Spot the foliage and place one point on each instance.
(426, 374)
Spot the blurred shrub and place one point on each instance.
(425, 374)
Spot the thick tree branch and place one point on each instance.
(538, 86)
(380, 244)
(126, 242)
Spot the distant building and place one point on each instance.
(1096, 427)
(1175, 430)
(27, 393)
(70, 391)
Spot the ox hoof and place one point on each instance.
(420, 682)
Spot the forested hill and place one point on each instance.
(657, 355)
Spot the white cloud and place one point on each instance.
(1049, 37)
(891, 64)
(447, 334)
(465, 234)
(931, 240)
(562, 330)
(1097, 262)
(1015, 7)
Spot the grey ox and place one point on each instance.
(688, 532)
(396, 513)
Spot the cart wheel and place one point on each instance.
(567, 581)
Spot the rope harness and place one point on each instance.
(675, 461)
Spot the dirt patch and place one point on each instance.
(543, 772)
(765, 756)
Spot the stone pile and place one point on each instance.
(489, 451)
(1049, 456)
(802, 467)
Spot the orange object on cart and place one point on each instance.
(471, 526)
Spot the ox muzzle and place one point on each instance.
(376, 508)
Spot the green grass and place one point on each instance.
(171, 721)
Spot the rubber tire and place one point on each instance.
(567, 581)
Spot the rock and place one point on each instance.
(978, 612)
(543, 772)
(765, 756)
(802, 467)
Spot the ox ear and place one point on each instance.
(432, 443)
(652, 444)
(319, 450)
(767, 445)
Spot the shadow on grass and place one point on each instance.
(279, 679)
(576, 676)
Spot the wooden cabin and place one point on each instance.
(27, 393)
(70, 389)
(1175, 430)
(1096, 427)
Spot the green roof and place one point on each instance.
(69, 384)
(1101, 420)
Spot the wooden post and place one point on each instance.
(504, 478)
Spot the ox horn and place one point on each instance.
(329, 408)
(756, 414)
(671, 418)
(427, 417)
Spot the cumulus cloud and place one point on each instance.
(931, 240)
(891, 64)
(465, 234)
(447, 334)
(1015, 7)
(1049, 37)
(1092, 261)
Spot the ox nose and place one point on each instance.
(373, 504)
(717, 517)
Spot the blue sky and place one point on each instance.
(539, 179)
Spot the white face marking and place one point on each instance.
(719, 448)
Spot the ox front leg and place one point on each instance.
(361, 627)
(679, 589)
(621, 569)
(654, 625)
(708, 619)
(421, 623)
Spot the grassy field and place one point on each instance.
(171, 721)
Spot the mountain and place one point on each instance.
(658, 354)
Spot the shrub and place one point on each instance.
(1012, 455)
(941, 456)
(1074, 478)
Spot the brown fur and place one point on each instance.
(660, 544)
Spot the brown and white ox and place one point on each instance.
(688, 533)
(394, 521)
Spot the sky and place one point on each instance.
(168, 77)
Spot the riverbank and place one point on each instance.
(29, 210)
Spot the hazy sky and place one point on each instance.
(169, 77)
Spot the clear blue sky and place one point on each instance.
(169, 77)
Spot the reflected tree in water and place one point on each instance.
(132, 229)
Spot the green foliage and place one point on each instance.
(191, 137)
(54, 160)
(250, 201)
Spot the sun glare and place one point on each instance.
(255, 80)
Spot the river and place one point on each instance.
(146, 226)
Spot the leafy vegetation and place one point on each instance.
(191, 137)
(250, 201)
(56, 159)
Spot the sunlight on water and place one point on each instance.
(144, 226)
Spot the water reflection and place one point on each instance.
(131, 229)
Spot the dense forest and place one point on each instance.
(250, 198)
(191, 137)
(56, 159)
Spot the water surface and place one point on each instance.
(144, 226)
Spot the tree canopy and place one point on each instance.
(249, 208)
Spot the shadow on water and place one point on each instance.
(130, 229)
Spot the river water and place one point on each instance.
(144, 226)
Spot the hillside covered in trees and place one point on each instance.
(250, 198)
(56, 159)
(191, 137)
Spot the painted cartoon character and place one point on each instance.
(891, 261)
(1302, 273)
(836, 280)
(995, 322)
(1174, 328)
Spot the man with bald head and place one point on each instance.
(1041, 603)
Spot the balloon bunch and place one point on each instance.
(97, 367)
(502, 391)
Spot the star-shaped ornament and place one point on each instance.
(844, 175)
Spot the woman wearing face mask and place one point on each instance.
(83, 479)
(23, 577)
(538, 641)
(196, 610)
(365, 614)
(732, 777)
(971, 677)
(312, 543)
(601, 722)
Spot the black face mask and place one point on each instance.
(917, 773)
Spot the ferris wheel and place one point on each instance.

» Requirements: Repeat the material above in full, quoting it exactly.

» Task response:
Spot the foliage and place one point on each instance.
(426, 374)
Spot the blurred shrub and place one point on each instance.
(425, 374)
Spot the thick tree branch and place one point on each instance.
(538, 86)
(380, 244)
(126, 242)
Spot the distant building and place one point on each instance.
(1096, 427)
(1175, 430)
(27, 393)
(70, 391)
Spot the ox hoof and place one point on each instance.
(420, 682)
Spot the forested hill and place one point on each instance.
(657, 355)
Spot the white cloud and place one point on each instance.
(1049, 37)
(891, 64)
(447, 334)
(465, 234)
(931, 240)
(562, 330)
(1097, 262)
(1015, 7)
Spot the grey ox and place one point on each instance.
(688, 532)
(396, 513)
Spot the cart wheel and place one point on each instance.
(567, 581)
Spot the rope harness and place one point on each instance.
(675, 461)
Spot the dirt patch and place one point on each instance.
(543, 772)
(765, 756)
Spot the stone pile and place one point on each instance.
(489, 451)
(1049, 456)
(802, 467)
Spot the orange object on cart and place one point on each instance.
(471, 526)
Spot the ox muzzle and place one point on each instance.
(376, 508)
Spot the green grass and place one point on each instance.
(171, 721)
Spot the rubber tire and place one point on each instance.
(567, 581)
Spot the rock and place one point on each instance.
(978, 612)
(543, 772)
(765, 756)
(802, 467)
Spot the ox ear and place one point on each instance.
(432, 443)
(652, 444)
(319, 450)
(767, 445)
Spot the shadow on grass and place one point on each instance.
(279, 679)
(576, 676)
Spot the wooden cabin and place one point on each instance.
(27, 393)
(70, 389)
(1175, 430)
(1096, 427)
Spot the green roof and place one point on each instance.
(69, 384)
(1101, 420)
Spot the wooden post and place one point on each instance.
(504, 478)
Spot the ox horn and place one point on each instance.
(329, 408)
(756, 414)
(671, 418)
(427, 417)
Spot the cumulus cloud and place one point on each instance.
(931, 240)
(891, 64)
(465, 234)
(447, 334)
(1015, 7)
(1049, 37)
(1092, 261)
Spot the ox nose and place one point on each instance.
(373, 504)
(717, 517)
Spot the blue sky and place one point on each instance.
(539, 179)
Spot the white face marking and place one point on each instance.
(719, 448)
Spot the ox front leg and place one point on each instance.
(361, 627)
(679, 589)
(621, 569)
(654, 625)
(708, 619)
(421, 623)
Spot the grassy field and place one point on each instance.
(171, 721)
Spot the mountain and place one point on each instance.
(658, 354)
Spot the shrub and place one point on each instance.
(1012, 455)
(941, 456)
(1074, 478)
Spot the brown fur and place one point on each instance.
(660, 544)
Spot the brown and white ox and place one point on each instance.
(688, 533)
(394, 521)
Spot the sky and place one point on each instance.
(168, 77)
Spot the riverbank and place one point on each instance.
(29, 210)
Spot the hazy sky and place one point on each instance.
(169, 77)
Spot the clear blue sky and place one point on each instance.
(169, 77)
Spot the reflected tree in water and place one point on each instance.
(132, 229)
Spot the green foliage and place one point on each instance.
(191, 137)
(54, 160)
(250, 201)
Spot the sun glare and place one point on each instance.
(255, 80)
Spot the river and place one point on each instance.
(146, 226)
Spot the leafy vegetation and place one point on each instance.
(191, 137)
(250, 201)
(56, 159)
Spot the sunlight on water and place one point on each instance.
(144, 226)
Spot the water reflection and place one point on each instance.
(131, 229)
Spot the dense forest and place one point on each instance.
(250, 198)
(191, 137)
(56, 159)
Spot the water surface and place one point on each instance.
(144, 226)
Spot the tree canopy and place one point on each instance.
(249, 208)
Spot the shadow on water and place one point on each instance.
(130, 229)
Spot the river water and place one point on each instance.
(144, 226)
Spot the hillside covered in trees and place one point on each instance.
(250, 198)
(56, 159)
(191, 137)
Spot the painted cartoon character and place one point on each instance.
(891, 261)
(1302, 273)
(836, 280)
(995, 322)
(1174, 328)
Spot the man with bald head and place one point on each instance.
(1041, 603)
Spot the balloon bunch and place one point on each instance.
(97, 367)
(502, 391)
Spot the star-shaped ornament and place one point on each instance.
(844, 175)
Spot the woman wearing face mask and place one point on each instance.
(83, 479)
(23, 577)
(538, 641)
(196, 610)
(365, 614)
(732, 777)
(971, 677)
(312, 543)
(601, 722)
Spot the black face mask and place one point on each instance.
(917, 773)
Spot the ferris wheel and place one point on each instance.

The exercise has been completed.